**Task instructions**
Please repeat every entry exactly as written, but skip the pictures.

**Saved data entries**
+++

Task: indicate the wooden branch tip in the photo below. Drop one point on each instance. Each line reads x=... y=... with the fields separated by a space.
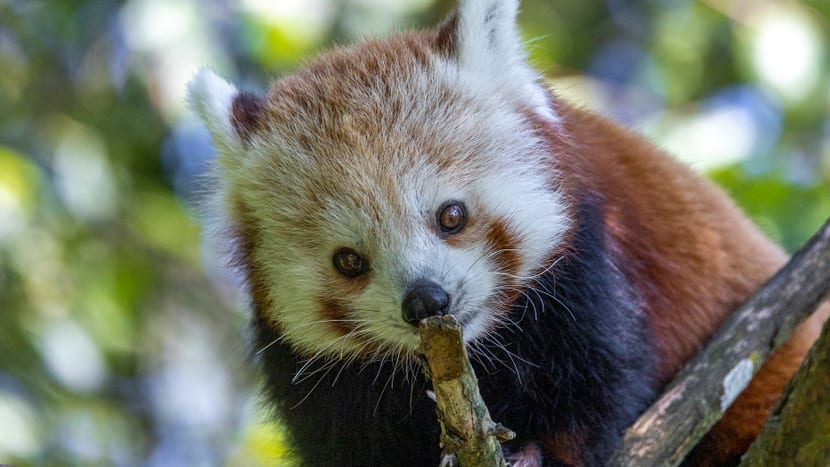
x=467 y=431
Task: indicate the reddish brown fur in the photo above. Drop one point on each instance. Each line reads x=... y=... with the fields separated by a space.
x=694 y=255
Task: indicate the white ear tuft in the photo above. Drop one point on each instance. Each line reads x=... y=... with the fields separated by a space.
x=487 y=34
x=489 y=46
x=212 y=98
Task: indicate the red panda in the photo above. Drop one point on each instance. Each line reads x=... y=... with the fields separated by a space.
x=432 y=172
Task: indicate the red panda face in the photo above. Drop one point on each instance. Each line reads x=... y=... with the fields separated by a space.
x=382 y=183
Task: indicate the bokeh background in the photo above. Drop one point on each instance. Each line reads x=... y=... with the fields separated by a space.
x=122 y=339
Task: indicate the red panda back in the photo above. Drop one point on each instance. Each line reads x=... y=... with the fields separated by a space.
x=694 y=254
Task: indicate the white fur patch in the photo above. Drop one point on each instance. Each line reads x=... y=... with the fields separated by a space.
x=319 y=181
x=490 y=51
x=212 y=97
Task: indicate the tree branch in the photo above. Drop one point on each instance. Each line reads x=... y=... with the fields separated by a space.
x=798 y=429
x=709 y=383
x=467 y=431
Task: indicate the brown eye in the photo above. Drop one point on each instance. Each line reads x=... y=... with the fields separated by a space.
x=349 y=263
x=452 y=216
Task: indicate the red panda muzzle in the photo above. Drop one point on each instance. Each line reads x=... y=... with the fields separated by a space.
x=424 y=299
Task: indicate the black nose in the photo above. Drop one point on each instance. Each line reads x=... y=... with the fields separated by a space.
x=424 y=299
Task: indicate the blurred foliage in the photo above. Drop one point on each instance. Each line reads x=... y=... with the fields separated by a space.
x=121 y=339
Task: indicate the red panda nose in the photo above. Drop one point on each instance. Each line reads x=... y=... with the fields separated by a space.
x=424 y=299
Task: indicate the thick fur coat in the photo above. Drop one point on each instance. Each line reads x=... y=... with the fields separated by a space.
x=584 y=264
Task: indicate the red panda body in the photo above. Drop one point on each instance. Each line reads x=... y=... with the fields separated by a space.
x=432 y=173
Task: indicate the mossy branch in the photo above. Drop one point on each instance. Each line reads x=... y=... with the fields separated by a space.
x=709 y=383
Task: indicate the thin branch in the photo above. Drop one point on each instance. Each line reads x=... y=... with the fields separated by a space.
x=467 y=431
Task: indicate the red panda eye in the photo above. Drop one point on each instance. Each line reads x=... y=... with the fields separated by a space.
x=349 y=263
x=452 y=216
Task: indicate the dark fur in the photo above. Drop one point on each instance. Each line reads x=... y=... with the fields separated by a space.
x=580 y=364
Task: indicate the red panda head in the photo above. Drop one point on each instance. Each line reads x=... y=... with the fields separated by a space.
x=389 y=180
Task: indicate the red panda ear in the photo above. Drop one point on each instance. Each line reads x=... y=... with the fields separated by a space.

+++

**Result**
Task: indicate the wooden branch tip in the photo below. Drop one point on each instance. Each line reads x=... y=... with the fields separated by a space.
x=467 y=431
Task: indicate the reddish brown fur in the photo above. Drop one point on each instance. Each line reads x=... y=... with the fields separated by a space.
x=694 y=255
Task: indicate the white ear tuft in the photo above. Drop one point on each instance. Each line reads x=... y=... with the fields separated by a space.
x=487 y=34
x=489 y=46
x=212 y=98
Task: indicate the red panda in the photo above. Drop one point on each instance. Each line reads x=... y=... with the fields separated by a space.
x=432 y=172
Task: indicate the red panda face in the photo above. Drop one point on each instance. Each line reads x=... y=... with the fields separated by a space.
x=382 y=183
Task: indicate the bokeh background in the photo above. Drop one point on each instance. Each line reads x=... y=... with the fields separated by a space.
x=122 y=339
Task: indicate the red panda back in the photo above. Drop one point on each instance. Each line reads x=... y=... with the fields separated by a space.
x=694 y=254
Task: indicate the white fur patch in the photo above. Drop one point on each instance. Each line reads x=... y=... with the fields separated by a space.
x=319 y=181
x=490 y=51
x=212 y=97
Task: indicate the tree branch in the photo above. Drop one point on each instance. Each line reads x=... y=... with the fields separated by a space.
x=798 y=429
x=709 y=383
x=467 y=431
Task: indicate the brown eye in the photo above. Drop one point on each instance. Each line reads x=... y=... with the fields separated by a space.
x=349 y=263
x=452 y=216
Task: indicate the red panda muzzle in the photo above. Drop one point on each instance. Each line reads x=... y=... with the fields separated by a space.
x=424 y=299
Task: indicate the black nose in the photo above. Drop one point on each instance. Each line reads x=... y=... with the fields separated by a space.
x=424 y=299
Task: indicate the blurred foliage in the photo above. Drop one point on each instance. Each line reads x=... y=... with the fields separated by a space.
x=121 y=339
Task: indicate the red panda nose in the photo above. Drop one point on each instance. Each line reads x=... y=... with the fields separated by a space.
x=424 y=299
Task: indicate the thick fur coat in the photo above. Drop one point on each instance. Each line reads x=... y=... with the fields separated by a space.
x=584 y=264
Task: indicate the red panda body in the photo above. Drop one point on each instance. Each line reads x=... y=... with the fields separated by a space.
x=432 y=173
Task: indicate the mossy branch in the photo above. Drop one point on each instance. Each line reads x=... y=... with the fields separated by a space.
x=709 y=383
Task: indicate the thin branch in the photo above. Drop one point on each instance. Each line reads x=... y=... with the fields separated by a space.
x=467 y=431
Task: indicate the red panda eye in the photo above. Drop one point on each instance. Each line reads x=... y=... with the fields separated by a space.
x=349 y=263
x=452 y=216
Task: indicate the dark fur in the photo above. Drop one point on each instance. Each line reads x=... y=... with the fields separated by a space.
x=580 y=364
Task: indicate the red panda head in the photo above. Drop one point on each instance. Each line reads x=... y=... with the fields separated by a space.
x=389 y=180
Task: indicate the red panda ear in the photo above. Drop one point on each instance. Each line reads x=... y=... with the fields separated by a space.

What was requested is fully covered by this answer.